> _Provided passage_

—————

ROANOKE TIMES

                         Roanoke Times
                 Copyright (c) 1995, Landmark Communications, Inc.

DATE: THURSDAY, January 19, 1995                   TAG: 9501190131
SECTION: VIRGINIA                    PAGE: C-3   EDITION: METRO 
SOURCE: 
DATELINE:                                 LENGTH: Medium


IN VIRGINIA

Richmond brings back truant officers

RICHMOND - A pair of police officers has been assigned to crack down on students playing hooky from Richmond schools.

Miles Jones and Nathaniel Hudson, both security experts at area high schools, will begin combing city streets for truants within the next two weeks, the Richmond School Board announced Tuesday.

``It's another step in the process of making sure all school-age students are in school,'' Superintendent Lucille M. Brown said.

Truant officers, who are charged with picking up students and taking them back to school, last were used about 15 years ago, Brown said.

Although Richmond's dropout rate is going down, truancy remains a major concern, Brown said.

|- Associated Press

Wife leaves home and 1,500 rodents

STERLING - Daniel Potter put up with his wife's unusual hobby of breeding hundreds of rodents, living with more than 1,500 caged rats and mice.

But when the marriage went sour last month, she moved out, leaving the animals at their home with no one to tend them. That's when things started to smell.

Feces piled up in the 130 cages, and breathing in fumes from the urine gave Potter an upper-respiratory infection.

Potter called Loudoun County animal control officers, who confiscated 1,500 rats and mice, as well as eight rabbits, eight snakes, two prairie dogs and a hedgehog.

Diane Potter has been charged with cruelty to animals and failure to provide adequate shelter.

Potter, who was busy scrubbing his house Tuesday, said he's unsure why his wife stopped caring for the animals.

``The only thing I can think of is that she wanted the house, and she wanted the smell to drive me out,'' he said.

- Associated Press

Man admits dozens of molestations

ELKTON - A Shenandoah man is suspected of molesting dozens of boys ranging in age from 12 to 17 during the past 20 years in Rockingham and Page counties, Elkton Police Chief Warren Pence said.

—————

> _Work item 1_
Summarize the news briefs in three sentences.
> _Work item 2_
Decide whether each statement agrees with the news briefs, answering yes or no and quoting the words that settle it. (a) Truant officers were last used in Richmond about 15 years ago. (b) Richmond's dropout rate is rising. (c) Animal control officers took a hedgehog from the Potter home.
> _Work item 3_
Write out the part of the news briefs that begins at the words "Wife leaves home" and ends after the words "started to smell.".

—————

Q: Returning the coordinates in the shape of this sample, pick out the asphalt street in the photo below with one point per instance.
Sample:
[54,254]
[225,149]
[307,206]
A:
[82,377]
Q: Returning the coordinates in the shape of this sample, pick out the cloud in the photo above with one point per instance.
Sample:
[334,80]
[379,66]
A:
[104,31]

—————

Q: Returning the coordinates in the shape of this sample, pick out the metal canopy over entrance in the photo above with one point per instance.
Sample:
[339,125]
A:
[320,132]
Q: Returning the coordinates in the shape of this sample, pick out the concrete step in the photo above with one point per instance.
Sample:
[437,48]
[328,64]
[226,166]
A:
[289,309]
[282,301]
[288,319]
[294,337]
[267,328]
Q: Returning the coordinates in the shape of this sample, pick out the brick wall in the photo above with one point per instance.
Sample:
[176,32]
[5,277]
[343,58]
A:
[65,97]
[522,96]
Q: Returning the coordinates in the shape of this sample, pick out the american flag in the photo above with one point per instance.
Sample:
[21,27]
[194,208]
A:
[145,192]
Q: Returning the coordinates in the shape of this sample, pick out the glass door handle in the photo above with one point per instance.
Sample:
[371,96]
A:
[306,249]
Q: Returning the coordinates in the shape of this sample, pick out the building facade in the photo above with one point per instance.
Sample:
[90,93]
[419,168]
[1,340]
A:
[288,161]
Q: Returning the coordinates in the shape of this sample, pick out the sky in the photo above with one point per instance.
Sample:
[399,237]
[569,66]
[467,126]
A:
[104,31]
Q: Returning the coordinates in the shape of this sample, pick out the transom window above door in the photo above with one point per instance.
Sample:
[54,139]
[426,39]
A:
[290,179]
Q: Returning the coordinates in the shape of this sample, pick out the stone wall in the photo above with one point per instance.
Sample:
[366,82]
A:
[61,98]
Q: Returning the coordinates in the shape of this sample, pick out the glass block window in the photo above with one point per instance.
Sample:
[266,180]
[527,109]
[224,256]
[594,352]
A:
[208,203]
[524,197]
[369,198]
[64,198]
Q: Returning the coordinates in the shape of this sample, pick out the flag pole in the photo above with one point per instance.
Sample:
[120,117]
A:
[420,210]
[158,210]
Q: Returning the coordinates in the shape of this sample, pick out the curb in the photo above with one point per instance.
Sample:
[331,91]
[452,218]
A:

—————

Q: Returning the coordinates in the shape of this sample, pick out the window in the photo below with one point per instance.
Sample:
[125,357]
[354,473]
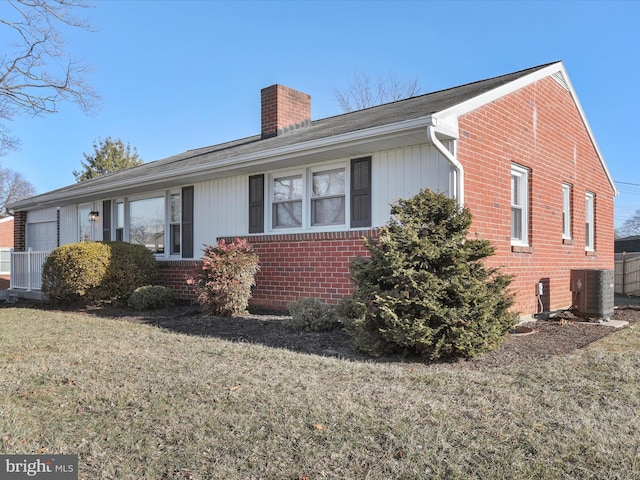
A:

—————

> _Answer area 1_
Two police officers, Miles Jones and Nathaniel Hudson, will begin looking for truant students on Richmond streets, a role that was last used about 15 years ago. In Sterling, Diane Potter moved out and left more than 1,500 caged rats and mice with no one to care for them, so animal control officers confiscated the animals and she was charged with cruelty to animals and failure to provide adequate shelter. In Elkton, a Shenandoah man is suspected of molesting dozens of boys aged 12 to 17 over the past 20 years in Rockingham and Page counties.

> _Answer area 2_
(a) Yes: "last were used about 15 years ago"
(b) No: "Although Richmond's dropout rate is going down"
(c) Yes: "as well as eight rabbits, eight snakes, two prairie dogs and a hedgehog"

> _Answer area 3_
Wife leaves home and 1,500 rodents

STERLING - Daniel Potter put up with his wife's unusual hobby of breeding hundreds of rodents, living with more than 1,500 caged rats and mice.

But when the marriage went sour last month, she moved out, leaving the animals at their home with no one to tend them. That's when things started to smell.